Data listing
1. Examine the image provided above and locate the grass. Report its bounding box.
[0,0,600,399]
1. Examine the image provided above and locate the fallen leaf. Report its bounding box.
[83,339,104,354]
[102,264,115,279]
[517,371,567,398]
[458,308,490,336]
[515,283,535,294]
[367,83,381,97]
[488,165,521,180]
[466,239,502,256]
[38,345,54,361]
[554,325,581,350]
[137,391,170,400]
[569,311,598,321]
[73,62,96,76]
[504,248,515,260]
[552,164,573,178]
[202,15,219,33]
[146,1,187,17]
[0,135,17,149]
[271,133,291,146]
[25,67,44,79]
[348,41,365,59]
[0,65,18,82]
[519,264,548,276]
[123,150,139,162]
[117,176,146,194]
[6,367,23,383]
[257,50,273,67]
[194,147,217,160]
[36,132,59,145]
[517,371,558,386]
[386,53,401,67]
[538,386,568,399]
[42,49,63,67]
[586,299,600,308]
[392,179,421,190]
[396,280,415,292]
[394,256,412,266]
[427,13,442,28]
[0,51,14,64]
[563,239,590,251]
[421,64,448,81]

» **To be done**: Pull every line from the entries in the data listing above and reproduce each one verbatim, in the same order.

» **Task response**:
1. Examine the image provided above and locate the grass. Report its bounding box.
[0,0,600,399]
1. Examine the image provided above and locate the fallen leaf. Report its bounding box.
[83,339,104,354]
[102,264,115,279]
[517,371,567,398]
[458,308,490,336]
[515,283,535,294]
[367,83,381,97]
[488,165,521,180]
[466,239,502,256]
[38,345,54,361]
[554,325,581,350]
[137,391,170,400]
[569,311,598,321]
[73,62,96,76]
[504,248,515,260]
[552,164,573,178]
[202,15,219,33]
[146,1,187,17]
[0,135,17,149]
[271,133,291,146]
[25,67,44,79]
[348,41,365,59]
[0,65,18,82]
[519,264,548,276]
[123,150,139,162]
[117,176,146,194]
[6,367,23,383]
[257,50,273,67]
[194,147,217,160]
[36,132,59,145]
[517,371,558,386]
[386,53,401,67]
[538,386,568,399]
[42,49,63,67]
[586,299,600,308]
[392,179,421,190]
[396,280,415,292]
[394,256,412,266]
[427,13,442,28]
[0,51,14,64]
[563,239,590,251]
[421,64,448,81]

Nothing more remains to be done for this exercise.